▶ **What is being asked**: Give back the line containing "negative clicks: (373, 8) (366, 18)" along with every line after it, exactly, until the entries end.

-------- Given data --------

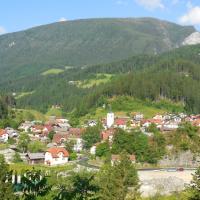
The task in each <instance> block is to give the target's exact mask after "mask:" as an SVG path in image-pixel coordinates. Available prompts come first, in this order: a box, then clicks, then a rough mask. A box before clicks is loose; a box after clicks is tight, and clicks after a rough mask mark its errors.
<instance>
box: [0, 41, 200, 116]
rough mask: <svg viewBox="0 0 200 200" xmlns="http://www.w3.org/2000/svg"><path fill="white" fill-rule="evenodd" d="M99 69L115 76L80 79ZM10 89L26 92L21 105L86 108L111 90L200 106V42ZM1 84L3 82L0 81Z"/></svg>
mask: <svg viewBox="0 0 200 200" xmlns="http://www.w3.org/2000/svg"><path fill="white" fill-rule="evenodd" d="M97 74H102V76H103V74H111V75H112V78H110V80H108V81H107V82H105V83H103V84H99V85H97V84H96V85H95V84H93V85H91V87H88V88H82V87H79V86H78V85H77V82H80V81H82V82H83V81H86V82H87V83H88V82H91V81H90V80H93V81H95V80H96V83H97V82H98V79H97V76H96V75H97ZM4 88H6V91H9V92H13V90H14V91H15V92H17V93H20V92H23V93H24V94H27V95H24V96H23V95H22V96H21V97H20V98H18V99H17V103H18V106H19V107H27V108H34V109H39V110H41V111H44V112H46V111H47V109H48V108H49V107H51V105H54V104H59V105H62V107H63V109H65V111H74V112H75V113H76V114H77V115H84V114H86V113H87V112H88V111H89V110H90V109H91V108H94V107H98V106H101V105H102V104H103V103H105V102H106V99H107V98H110V97H112V96H118V95H119V96H121V95H126V96H132V97H135V98H138V99H142V100H146V99H148V100H150V101H157V100H159V99H163V98H167V99H171V100H172V101H174V102H182V104H184V105H185V109H186V110H187V111H188V112H194V113H195V112H196V113H197V112H200V104H199V101H200V89H199V88H200V45H195V46H187V47H182V48H179V49H176V50H173V51H171V52H168V53H164V54H162V55H160V56H158V55H157V56H145V55H144V56H133V57H131V58H129V59H126V60H122V61H120V62H113V63H110V64H106V65H105V64H102V65H94V66H91V67H88V68H84V69H80V70H79V71H77V70H75V69H70V70H68V71H65V72H63V73H60V74H54V75H53V74H52V75H48V76H42V75H41V76H40V78H39V77H38V76H35V77H34V76H33V77H31V78H30V77H29V78H26V79H21V80H19V81H18V82H17V85H16V86H15V85H14V84H12V83H8V84H7V85H6V87H4ZM1 90H3V86H1Z"/></svg>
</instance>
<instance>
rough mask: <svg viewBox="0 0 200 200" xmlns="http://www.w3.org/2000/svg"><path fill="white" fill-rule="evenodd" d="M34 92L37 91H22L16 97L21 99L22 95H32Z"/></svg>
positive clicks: (27, 95) (23, 96)
mask: <svg viewBox="0 0 200 200" xmlns="http://www.w3.org/2000/svg"><path fill="white" fill-rule="evenodd" d="M34 92H35V91H32V92H21V93H20V94H18V95H17V96H16V97H15V98H16V99H20V98H22V97H25V96H28V95H31V94H33V93H34Z"/></svg>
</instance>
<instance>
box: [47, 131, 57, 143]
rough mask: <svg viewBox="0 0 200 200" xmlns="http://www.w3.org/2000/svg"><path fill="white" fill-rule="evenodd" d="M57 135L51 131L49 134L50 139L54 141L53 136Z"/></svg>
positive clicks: (48, 136)
mask: <svg viewBox="0 0 200 200" xmlns="http://www.w3.org/2000/svg"><path fill="white" fill-rule="evenodd" d="M55 134H56V132H55V131H50V132H49V134H48V138H49V139H50V140H51V141H52V140H53V136H54V135H55Z"/></svg>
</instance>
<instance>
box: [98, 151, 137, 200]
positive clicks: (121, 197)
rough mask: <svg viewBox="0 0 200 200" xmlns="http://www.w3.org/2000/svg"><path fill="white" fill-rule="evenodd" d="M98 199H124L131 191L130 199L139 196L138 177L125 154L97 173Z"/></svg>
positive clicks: (124, 199) (136, 172) (122, 155)
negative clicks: (130, 198) (97, 178)
mask: <svg viewBox="0 0 200 200" xmlns="http://www.w3.org/2000/svg"><path fill="white" fill-rule="evenodd" d="M99 186H100V192H99V193H100V199H101V200H110V199H115V200H125V199H126V197H127V195H128V193H129V192H131V194H132V199H137V197H138V196H139V193H138V189H139V179H138V175H137V171H136V169H135V167H134V165H133V164H132V163H131V161H130V160H129V158H128V156H127V155H126V154H122V155H121V160H120V162H119V163H116V164H114V166H111V165H108V166H105V167H104V168H103V169H102V170H101V171H100V173H99Z"/></svg>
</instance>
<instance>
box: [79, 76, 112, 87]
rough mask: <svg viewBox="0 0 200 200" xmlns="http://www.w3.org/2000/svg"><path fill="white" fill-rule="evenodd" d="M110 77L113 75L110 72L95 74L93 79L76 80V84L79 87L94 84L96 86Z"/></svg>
mask: <svg viewBox="0 0 200 200" xmlns="http://www.w3.org/2000/svg"><path fill="white" fill-rule="evenodd" d="M112 77H113V75H111V74H97V75H96V77H95V78H93V79H88V80H84V81H76V85H77V87H80V88H91V87H93V86H95V85H96V86H98V85H100V84H103V83H107V82H109V81H110V79H111V78H112Z"/></svg>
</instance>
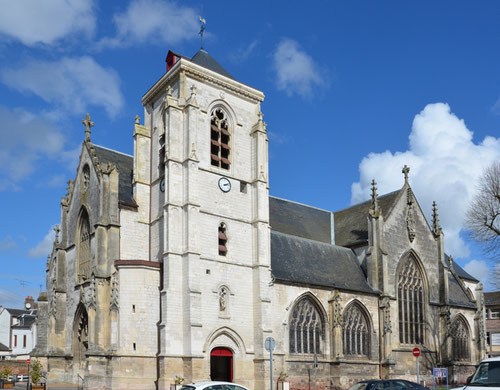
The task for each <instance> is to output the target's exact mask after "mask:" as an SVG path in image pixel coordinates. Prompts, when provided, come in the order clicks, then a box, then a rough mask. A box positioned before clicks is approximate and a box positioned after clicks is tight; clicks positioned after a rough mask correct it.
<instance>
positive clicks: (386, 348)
mask: <svg viewBox="0 0 500 390" xmlns="http://www.w3.org/2000/svg"><path fill="white" fill-rule="evenodd" d="M263 100H264V94H263V93H262V92H261V91H258V90H256V89H254V88H252V87H250V86H247V85H245V84H243V83H241V82H239V81H238V80H236V79H235V78H234V77H233V76H231V74H229V73H228V72H227V71H226V70H225V69H224V68H223V67H222V66H221V65H220V64H219V63H218V62H217V61H216V60H214V59H213V58H212V57H211V56H210V55H209V54H208V53H207V52H206V51H205V50H203V49H201V50H200V51H198V52H197V53H196V54H195V55H194V56H193V57H192V58H188V57H185V56H182V55H179V54H176V53H174V52H171V51H170V52H169V53H168V56H167V58H166V72H165V74H164V75H163V76H162V77H161V78H160V79H159V80H158V81H157V82H156V83H155V84H154V85H153V87H151V88H150V89H149V90H148V91H147V92H146V93H145V95H144V96H143V97H142V104H143V106H144V118H143V120H142V121H141V118H139V117H138V116H136V118H135V124H133V140H134V155H133V156H130V155H127V154H123V153H121V152H119V151H115V150H110V149H108V148H106V147H104V146H98V145H95V144H94V143H93V142H92V139H91V129H92V127H93V126H94V123H93V122H92V121H91V118H90V116H89V115H88V114H87V117H86V119H84V120H83V124H84V125H85V138H84V140H83V143H82V149H81V155H80V160H79V165H78V169H77V172H76V177H75V179H74V180H70V181H69V182H68V188H67V193H66V195H65V196H64V197H63V198H62V200H61V222H60V227H59V228H58V231H57V235H56V239H55V242H54V246H53V251H52V253H51V254H50V255H49V257H48V260H47V293H46V294H44V295H42V296H41V297H40V299H39V311H38V317H37V327H38V332H37V337H38V340H37V347H36V351H34V353H33V354H34V355H36V356H38V357H39V358H40V359H41V360H42V362H43V364H44V365H45V366H46V367H47V370H48V382H49V383H75V384H80V385H83V386H84V387H85V388H89V389H93V388H99V389H103V388H105V389H156V388H158V389H169V388H170V385H171V384H174V382H175V380H176V378H177V379H179V378H184V379H185V381H184V383H189V382H194V381H201V380H210V379H212V380H227V381H233V382H236V383H240V384H242V385H245V386H247V387H249V388H250V389H251V390H264V389H269V387H270V384H269V381H270V360H269V353H268V352H267V351H266V349H265V340H266V339H267V338H268V337H272V338H274V340H275V342H276V348H275V350H274V363H273V376H274V381H275V385H276V381H277V380H278V378H280V379H285V380H286V381H287V382H289V384H290V389H293V390H302V389H310V388H311V387H314V386H315V383H316V382H315V370H317V383H318V385H317V388H318V389H320V390H326V389H346V388H348V387H349V386H350V385H352V384H353V383H355V382H357V381H359V380H362V379H372V378H375V379H378V378H407V379H410V380H416V379H417V371H416V364H415V357H414V356H413V355H412V350H413V349H414V348H415V347H418V348H420V350H421V355H420V358H419V367H420V380H421V381H426V382H427V384H428V385H429V384H430V382H431V381H432V368H433V367H448V368H449V372H450V380H455V381H456V380H465V378H466V377H467V376H468V375H470V374H471V373H472V371H473V369H474V365H475V364H477V363H478V362H479V361H480V360H481V359H482V358H483V356H484V355H485V326H484V303H483V301H484V298H483V292H482V286H481V284H480V283H479V282H478V280H476V279H475V278H474V277H472V276H471V275H469V274H468V273H467V272H465V270H463V269H462V268H460V267H459V266H458V265H457V264H456V263H454V262H453V259H452V258H451V257H448V256H447V254H445V252H444V236H443V232H442V230H441V228H440V226H439V221H438V209H437V205H436V204H435V203H434V204H433V205H420V204H419V203H418V201H417V199H416V197H415V195H414V193H413V191H412V188H411V186H410V181H411V180H410V174H409V172H410V169H409V168H408V167H406V166H405V167H402V168H403V172H402V176H401V188H400V189H399V190H397V191H395V192H392V193H389V194H384V195H381V196H379V195H378V194H377V192H376V183H375V181H373V187H372V192H371V200H369V201H367V202H365V203H361V204H357V205H354V206H351V207H348V208H346V209H343V210H338V211H328V210H321V209H318V208H315V207H312V206H307V205H303V204H300V203H296V202H292V201H289V200H285V199H280V198H276V197H273V196H270V195H269V167H268V165H269V158H268V142H269V141H268V137H267V132H266V124H265V122H264V121H263V114H262V112H261V102H262V101H263ZM96 126H97V127H99V126H101V124H97V125H96ZM375 179H376V178H375ZM367 195H368V194H367ZM431 207H432V221H427V220H426V218H425V216H424V212H423V211H422V208H423V209H427V208H431ZM315 361H317V367H316V368H315V367H314V362H315Z"/></svg>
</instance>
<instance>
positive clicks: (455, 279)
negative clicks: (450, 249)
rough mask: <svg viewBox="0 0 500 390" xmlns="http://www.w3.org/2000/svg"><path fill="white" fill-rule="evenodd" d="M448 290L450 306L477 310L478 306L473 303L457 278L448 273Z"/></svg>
mask: <svg viewBox="0 0 500 390" xmlns="http://www.w3.org/2000/svg"><path fill="white" fill-rule="evenodd" d="M448 288H449V294H450V305H452V306H461V307H470V308H474V309H475V308H476V304H475V303H474V302H472V301H471V299H470V298H469V296H468V295H467V294H466V293H465V291H464V290H463V289H462V287H461V286H460V283H459V282H458V280H457V279H456V278H455V276H454V275H453V274H452V273H451V272H450V273H448Z"/></svg>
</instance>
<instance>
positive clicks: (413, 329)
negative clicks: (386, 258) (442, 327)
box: [396, 256, 425, 344]
mask: <svg viewBox="0 0 500 390" xmlns="http://www.w3.org/2000/svg"><path fill="white" fill-rule="evenodd" d="M403 261H404V263H403V264H402V266H401V267H400V271H399V274H398V275H397V278H398V279H397V285H396V288H397V294H398V314H399V342H400V343H402V344H423V343H424V319H425V312H424V310H425V305H424V297H425V291H424V280H423V276H422V271H421V270H420V267H419V266H418V264H417V261H416V259H415V258H414V257H413V256H408V257H407V258H406V259H404V260H403Z"/></svg>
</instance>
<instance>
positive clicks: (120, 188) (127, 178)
mask: <svg viewBox="0 0 500 390" xmlns="http://www.w3.org/2000/svg"><path fill="white" fill-rule="evenodd" d="M94 148H95V151H96V154H97V158H98V159H99V162H101V163H107V162H111V163H114V164H115V165H116V167H117V169H118V172H119V173H120V175H119V179H118V200H119V201H120V202H122V203H125V204H127V205H130V206H136V205H137V203H136V202H135V199H134V198H133V197H132V178H133V171H134V158H133V157H132V156H129V155H128V154H123V153H120V152H117V151H115V150H111V149H107V148H104V147H102V146H97V145H94Z"/></svg>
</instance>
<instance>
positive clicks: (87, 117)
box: [82, 112, 94, 141]
mask: <svg viewBox="0 0 500 390" xmlns="http://www.w3.org/2000/svg"><path fill="white" fill-rule="evenodd" d="M82 123H83V124H84V125H85V141H90V128H91V127H94V122H92V121H91V120H90V114H89V113H88V112H87V116H86V117H85V119H82Z"/></svg>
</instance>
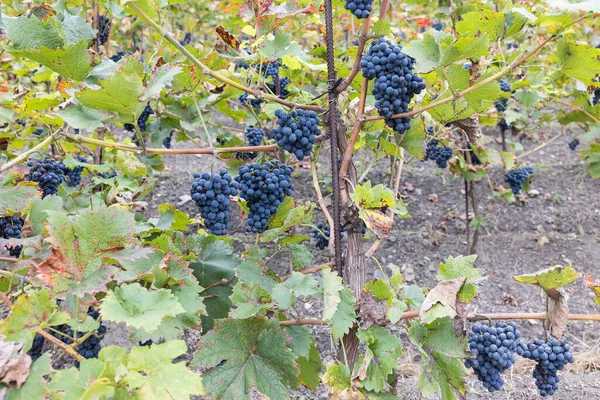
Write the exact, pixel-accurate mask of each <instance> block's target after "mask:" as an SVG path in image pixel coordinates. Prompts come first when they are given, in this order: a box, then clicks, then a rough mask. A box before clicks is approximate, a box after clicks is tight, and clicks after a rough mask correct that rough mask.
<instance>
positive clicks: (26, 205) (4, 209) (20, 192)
mask: <svg viewBox="0 0 600 400" xmlns="http://www.w3.org/2000/svg"><path fill="white" fill-rule="evenodd" d="M39 196H40V193H39V192H38V189H37V184H32V183H31V182H22V183H20V184H18V185H17V186H0V215H6V214H8V212H9V211H12V212H20V211H23V210H24V209H25V208H27V206H28V205H29V202H30V201H31V200H33V199H38V198H39Z"/></svg>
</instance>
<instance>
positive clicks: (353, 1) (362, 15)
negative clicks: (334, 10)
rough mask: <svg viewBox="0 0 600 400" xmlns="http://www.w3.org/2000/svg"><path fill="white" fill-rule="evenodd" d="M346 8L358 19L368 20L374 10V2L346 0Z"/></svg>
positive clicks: (344, 5)
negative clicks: (373, 8) (366, 18)
mask: <svg viewBox="0 0 600 400" xmlns="http://www.w3.org/2000/svg"><path fill="white" fill-rule="evenodd" d="M344 8H345V9H346V10H348V11H350V12H351V13H352V14H354V16H355V17H356V18H358V19H364V18H368V17H369V14H370V13H371V10H373V0H346V2H345V3H344Z"/></svg>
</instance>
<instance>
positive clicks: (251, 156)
mask: <svg viewBox="0 0 600 400" xmlns="http://www.w3.org/2000/svg"><path fill="white" fill-rule="evenodd" d="M263 136H265V131H264V130H263V129H262V128H255V127H253V126H249V127H247V128H246V142H247V144H248V146H260V145H261V143H262V138H263ZM257 155H258V153H256V152H255V151H253V152H246V153H235V158H238V159H243V160H253V159H255V158H256V156H257Z"/></svg>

--------

▶ **Task answer**:
negative clicks: (373, 8) (366, 18)
mask: <svg viewBox="0 0 600 400" xmlns="http://www.w3.org/2000/svg"><path fill="white" fill-rule="evenodd" d="M344 8H345V9H346V10H348V11H350V12H351V13H352V14H354V16H355V17H356V18H358V19H364V18H368V17H369V14H370V13H371V10H373V0H346V2H345V3H344Z"/></svg>
</instance>
<instance>
positive clicks: (251, 156)
mask: <svg viewBox="0 0 600 400" xmlns="http://www.w3.org/2000/svg"><path fill="white" fill-rule="evenodd" d="M263 136H265V131H264V130H263V129H262V128H255V127H253V126H249V127H247V128H246V142H247V144H248V146H260V145H261V143H262V138H263ZM257 155H258V153H256V152H255V151H253V152H246V153H235V158H238V159H243V160H253V159H255V158H256V156H257Z"/></svg>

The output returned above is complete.